QUOTED PASSAGE:
3 Participation Levels, Techniques, and Basic Framework of Public Participation

The “degree of participation” is one of the most addressed categories for process description in the literature (Hassenforder et al. 2015). Arnstein (1969), who wrote the first main contribution related to this topic, set out a ladder for citizen participation based on eight steps. Based on adaptations and revisions of Arnstein’s typology (Vroom 2003; Ridder et al. 2005; IAP2 2015), we use the five following degrees of participation from lower to higher levels of participation and impact:

  • Information: provide the public with objective information.

  • Consultation: obtain public feedback on analyses and/or decisions and provide feedback to the public how the decision was influenced.

  • Involvement: cooperation with the public to ensure that public concerns are considered and reflected in the alternatives developed.

  • Collaboration: partner with the public in identification of the preferred solution and incorporate the public recommendations into the decisions.

  • Empowerment: place decision-making (and sometimes implementation) in the hands of the public.

The degree of involvement is a critical point in PP, because it influences all processes, in particular, the choice of participative technique. The lower levels of PP consist of one-way flows of information (either from the parties involved to decision-makers or vice versa), whereas the upper steps are characterized by the existence of two-way flows (Videira et al. 2006; Demetropoulou et al. 2010). At least 30 different participatory techniques have been applied in IRBM (Mostert 2003).

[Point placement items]
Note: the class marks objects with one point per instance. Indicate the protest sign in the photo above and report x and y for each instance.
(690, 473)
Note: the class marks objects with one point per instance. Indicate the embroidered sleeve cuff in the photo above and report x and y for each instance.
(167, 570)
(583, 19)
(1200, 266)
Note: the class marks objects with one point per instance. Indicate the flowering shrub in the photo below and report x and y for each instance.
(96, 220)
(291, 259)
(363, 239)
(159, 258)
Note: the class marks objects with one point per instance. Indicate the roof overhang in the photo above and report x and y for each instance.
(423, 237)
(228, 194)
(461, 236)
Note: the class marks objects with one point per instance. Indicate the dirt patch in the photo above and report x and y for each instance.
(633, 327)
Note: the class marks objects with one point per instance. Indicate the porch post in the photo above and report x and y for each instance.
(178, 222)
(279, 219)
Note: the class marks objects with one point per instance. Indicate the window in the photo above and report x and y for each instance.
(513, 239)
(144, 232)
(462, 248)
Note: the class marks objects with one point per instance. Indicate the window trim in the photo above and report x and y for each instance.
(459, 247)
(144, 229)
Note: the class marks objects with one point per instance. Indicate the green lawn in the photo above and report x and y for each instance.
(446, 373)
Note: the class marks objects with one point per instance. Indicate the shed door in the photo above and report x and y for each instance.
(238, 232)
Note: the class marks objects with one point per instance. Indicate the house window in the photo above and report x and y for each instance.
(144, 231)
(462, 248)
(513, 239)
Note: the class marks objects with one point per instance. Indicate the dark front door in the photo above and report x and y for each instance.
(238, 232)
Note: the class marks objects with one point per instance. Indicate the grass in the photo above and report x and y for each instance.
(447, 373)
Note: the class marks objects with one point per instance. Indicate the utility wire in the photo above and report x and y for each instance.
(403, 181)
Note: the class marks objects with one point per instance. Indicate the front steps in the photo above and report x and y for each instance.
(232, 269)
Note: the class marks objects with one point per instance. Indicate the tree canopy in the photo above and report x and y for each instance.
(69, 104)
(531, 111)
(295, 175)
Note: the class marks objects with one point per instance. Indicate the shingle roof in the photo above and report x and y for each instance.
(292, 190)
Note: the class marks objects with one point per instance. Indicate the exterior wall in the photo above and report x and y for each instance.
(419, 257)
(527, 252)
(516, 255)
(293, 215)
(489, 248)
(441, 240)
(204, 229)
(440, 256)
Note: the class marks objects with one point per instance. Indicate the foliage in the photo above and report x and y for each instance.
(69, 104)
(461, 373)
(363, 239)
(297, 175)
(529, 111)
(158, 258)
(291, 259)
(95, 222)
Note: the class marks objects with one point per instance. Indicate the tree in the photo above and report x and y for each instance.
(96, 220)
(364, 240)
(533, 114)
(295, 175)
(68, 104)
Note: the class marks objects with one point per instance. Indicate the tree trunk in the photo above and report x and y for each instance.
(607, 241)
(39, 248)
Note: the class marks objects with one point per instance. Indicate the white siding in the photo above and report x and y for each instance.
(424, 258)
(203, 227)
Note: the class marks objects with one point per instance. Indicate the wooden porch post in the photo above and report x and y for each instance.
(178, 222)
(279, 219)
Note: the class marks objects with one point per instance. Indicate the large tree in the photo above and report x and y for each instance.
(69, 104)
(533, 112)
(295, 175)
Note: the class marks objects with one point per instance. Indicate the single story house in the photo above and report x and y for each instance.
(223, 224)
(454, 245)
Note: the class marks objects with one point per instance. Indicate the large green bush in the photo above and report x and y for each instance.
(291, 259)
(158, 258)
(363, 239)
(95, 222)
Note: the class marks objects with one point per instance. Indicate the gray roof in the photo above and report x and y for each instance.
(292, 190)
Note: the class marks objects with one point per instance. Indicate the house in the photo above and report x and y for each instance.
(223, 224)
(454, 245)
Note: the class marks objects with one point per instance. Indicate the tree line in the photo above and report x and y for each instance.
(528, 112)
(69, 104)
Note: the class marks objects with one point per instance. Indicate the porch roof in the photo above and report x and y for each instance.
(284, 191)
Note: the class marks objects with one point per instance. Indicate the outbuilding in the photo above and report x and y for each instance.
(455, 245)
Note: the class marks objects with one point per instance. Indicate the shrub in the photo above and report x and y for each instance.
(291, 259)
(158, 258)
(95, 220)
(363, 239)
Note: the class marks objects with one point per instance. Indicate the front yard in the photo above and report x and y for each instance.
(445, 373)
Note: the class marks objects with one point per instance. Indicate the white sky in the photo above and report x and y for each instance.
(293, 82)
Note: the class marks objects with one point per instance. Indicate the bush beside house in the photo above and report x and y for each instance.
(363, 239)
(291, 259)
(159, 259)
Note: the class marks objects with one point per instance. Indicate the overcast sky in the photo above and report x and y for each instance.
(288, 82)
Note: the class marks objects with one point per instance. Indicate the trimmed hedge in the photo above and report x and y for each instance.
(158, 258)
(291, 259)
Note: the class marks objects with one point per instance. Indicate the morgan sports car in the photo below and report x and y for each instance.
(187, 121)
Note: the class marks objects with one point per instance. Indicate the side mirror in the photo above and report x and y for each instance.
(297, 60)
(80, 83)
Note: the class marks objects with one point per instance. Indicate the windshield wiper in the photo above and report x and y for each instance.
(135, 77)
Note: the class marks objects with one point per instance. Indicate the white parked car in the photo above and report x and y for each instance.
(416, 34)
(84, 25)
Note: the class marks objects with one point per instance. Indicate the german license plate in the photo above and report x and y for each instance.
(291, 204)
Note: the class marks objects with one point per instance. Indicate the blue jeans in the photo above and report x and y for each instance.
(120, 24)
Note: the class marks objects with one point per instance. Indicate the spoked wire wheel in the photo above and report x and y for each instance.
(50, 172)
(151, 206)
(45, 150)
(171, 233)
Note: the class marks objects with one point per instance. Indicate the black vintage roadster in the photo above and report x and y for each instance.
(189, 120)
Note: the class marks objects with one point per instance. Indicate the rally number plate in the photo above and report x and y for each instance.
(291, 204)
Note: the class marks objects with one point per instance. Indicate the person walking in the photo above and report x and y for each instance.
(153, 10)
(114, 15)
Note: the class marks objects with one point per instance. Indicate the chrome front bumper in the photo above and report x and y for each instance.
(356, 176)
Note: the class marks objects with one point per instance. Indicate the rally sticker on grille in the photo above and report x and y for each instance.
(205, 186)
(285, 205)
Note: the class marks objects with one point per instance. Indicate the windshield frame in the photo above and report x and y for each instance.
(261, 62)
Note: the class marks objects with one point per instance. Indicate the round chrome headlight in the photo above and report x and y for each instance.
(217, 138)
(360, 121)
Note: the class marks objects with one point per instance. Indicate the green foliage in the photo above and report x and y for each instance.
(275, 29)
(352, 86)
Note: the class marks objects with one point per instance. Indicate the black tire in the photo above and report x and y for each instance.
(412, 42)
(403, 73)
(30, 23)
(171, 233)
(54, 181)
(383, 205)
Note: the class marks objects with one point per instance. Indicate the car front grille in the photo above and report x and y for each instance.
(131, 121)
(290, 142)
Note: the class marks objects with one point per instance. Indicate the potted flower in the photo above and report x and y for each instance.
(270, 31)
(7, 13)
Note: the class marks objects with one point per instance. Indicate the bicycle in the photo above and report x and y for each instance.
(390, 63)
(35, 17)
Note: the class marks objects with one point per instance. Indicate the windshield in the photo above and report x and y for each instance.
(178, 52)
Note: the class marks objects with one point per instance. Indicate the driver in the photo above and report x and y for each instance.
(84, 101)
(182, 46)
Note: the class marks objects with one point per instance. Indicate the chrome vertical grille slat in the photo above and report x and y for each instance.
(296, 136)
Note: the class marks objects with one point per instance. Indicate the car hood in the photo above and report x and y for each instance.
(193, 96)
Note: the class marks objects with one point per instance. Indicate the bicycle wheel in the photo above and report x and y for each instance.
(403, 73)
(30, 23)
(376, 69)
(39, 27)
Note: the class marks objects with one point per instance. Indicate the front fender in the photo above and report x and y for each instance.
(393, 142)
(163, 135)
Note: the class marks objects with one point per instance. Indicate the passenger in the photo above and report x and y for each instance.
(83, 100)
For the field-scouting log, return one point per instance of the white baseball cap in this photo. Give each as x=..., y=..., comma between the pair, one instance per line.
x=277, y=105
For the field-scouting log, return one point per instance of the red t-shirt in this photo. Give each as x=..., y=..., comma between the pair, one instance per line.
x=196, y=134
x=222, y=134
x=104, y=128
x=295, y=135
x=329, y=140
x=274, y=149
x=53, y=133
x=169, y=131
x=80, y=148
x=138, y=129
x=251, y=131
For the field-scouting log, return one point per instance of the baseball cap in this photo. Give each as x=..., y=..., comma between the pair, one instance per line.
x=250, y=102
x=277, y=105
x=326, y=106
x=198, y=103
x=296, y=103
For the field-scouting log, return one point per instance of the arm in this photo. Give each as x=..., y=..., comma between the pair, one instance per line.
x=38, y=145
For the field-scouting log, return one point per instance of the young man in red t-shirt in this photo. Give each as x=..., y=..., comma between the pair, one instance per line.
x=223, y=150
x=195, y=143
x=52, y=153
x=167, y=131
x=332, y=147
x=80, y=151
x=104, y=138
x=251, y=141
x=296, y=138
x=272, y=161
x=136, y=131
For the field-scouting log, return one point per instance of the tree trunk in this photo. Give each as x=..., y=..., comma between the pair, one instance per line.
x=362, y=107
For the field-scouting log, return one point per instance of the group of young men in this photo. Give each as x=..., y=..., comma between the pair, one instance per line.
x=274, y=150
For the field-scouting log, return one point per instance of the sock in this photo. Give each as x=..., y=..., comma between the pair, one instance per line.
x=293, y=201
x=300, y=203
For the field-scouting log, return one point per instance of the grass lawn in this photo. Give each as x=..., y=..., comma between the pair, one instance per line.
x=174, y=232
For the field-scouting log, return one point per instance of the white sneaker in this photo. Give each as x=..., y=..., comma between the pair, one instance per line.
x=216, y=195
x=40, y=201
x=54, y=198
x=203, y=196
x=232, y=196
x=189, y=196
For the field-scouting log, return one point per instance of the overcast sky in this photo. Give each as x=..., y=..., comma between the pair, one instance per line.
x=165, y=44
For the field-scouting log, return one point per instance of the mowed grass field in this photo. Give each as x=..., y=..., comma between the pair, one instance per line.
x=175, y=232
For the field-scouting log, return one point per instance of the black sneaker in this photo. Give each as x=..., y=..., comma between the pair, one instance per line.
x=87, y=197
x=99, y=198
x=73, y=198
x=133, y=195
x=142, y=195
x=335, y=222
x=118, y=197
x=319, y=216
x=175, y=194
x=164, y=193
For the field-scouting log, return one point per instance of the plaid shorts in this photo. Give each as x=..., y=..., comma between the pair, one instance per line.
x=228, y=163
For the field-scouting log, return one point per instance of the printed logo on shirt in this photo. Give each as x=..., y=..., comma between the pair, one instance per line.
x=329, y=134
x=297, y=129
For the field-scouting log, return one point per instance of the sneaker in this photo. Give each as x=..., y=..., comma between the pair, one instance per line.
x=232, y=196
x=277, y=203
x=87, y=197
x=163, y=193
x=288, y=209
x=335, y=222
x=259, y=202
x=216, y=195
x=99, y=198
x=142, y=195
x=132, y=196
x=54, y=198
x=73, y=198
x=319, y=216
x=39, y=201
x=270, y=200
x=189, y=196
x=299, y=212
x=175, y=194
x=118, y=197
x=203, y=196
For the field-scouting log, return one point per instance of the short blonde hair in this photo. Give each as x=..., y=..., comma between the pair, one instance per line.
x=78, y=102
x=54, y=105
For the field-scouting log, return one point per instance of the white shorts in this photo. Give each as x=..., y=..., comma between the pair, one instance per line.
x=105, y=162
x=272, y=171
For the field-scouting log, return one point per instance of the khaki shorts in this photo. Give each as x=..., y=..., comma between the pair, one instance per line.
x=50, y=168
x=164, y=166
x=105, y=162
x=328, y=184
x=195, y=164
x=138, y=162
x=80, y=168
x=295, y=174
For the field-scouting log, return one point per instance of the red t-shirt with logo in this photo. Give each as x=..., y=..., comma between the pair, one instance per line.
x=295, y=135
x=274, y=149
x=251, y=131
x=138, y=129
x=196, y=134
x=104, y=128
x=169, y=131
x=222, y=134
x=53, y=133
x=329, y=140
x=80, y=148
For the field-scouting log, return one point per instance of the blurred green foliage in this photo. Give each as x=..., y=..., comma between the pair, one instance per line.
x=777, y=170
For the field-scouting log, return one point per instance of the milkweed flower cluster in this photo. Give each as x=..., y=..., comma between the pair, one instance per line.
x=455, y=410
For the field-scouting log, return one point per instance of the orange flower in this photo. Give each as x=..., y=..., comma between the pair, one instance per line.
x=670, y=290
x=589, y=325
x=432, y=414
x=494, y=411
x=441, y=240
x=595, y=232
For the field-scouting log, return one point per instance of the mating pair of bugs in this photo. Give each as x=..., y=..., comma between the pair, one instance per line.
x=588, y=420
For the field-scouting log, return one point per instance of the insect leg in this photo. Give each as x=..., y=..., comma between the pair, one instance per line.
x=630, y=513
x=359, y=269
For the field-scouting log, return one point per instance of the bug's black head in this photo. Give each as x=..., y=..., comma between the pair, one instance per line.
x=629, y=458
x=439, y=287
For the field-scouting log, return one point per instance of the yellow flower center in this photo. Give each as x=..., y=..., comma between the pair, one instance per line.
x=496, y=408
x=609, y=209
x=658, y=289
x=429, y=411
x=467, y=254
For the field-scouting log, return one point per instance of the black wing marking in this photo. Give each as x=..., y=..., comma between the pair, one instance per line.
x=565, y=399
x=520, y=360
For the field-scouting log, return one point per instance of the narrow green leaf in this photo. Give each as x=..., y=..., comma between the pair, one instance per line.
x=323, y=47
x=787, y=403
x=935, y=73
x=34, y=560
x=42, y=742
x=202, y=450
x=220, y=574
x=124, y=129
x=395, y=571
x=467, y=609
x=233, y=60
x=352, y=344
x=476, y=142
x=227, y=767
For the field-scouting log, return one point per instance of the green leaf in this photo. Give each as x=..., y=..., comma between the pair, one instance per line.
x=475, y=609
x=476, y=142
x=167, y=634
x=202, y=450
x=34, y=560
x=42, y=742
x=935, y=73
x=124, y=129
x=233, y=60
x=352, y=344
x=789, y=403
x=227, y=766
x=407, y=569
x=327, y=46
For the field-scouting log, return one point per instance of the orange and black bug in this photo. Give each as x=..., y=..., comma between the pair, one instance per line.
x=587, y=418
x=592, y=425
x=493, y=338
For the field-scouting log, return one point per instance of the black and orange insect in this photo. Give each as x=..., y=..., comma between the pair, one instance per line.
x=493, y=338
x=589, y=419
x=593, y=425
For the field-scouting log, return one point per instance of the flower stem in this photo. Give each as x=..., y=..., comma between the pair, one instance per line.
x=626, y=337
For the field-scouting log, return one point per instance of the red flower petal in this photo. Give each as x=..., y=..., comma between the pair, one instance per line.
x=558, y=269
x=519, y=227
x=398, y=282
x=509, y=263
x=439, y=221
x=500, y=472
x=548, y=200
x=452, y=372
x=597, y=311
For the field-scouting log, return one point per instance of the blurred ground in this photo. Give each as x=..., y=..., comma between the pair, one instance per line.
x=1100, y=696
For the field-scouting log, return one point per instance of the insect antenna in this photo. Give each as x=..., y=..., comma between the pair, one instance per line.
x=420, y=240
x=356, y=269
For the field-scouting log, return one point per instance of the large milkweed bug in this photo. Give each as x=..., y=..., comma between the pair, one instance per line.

STATED PROBLEM 1: Reproduce word for word the part of the passage on public participation that begins with "The degree of" and ends after "IRBM (Mostert 2003).".
STATED PROBLEM 2: Decide whether each statement agrees with the passage on public participation. Answer yes or no, and quote the words of the passage that settle it. (a) Arnstein's ladder for citizen participation has eight steps. (b) The lower levels of public participation involve two-way flows of information. (c) At least 30 different participatory techniques have been applied in IRBM.

FULL OUTPUT 1:
The degree of involvement is a critical point in PP, because it influences all processes, in particular, the choice of participative technique. The lower levels of PP consist of one-way flows of information (either from the parties involved to decision-makers or vice versa), whereas the upper steps are characterized by the existence of two-way flows (Videira et al. 2006; Demetropoulou et al. 2010). At least 30 different participatory techniques have been applied in IRBM (Mostert 2003).

FULL OUTPUT 2:
(a) Yes: "set out a ladder for citizen participation based on eight steps"
(b) No: "The lower levels of PP consist of one-way flows of information"
(c) Yes: "At least 30 different participatory techniques have been applied in IRBM"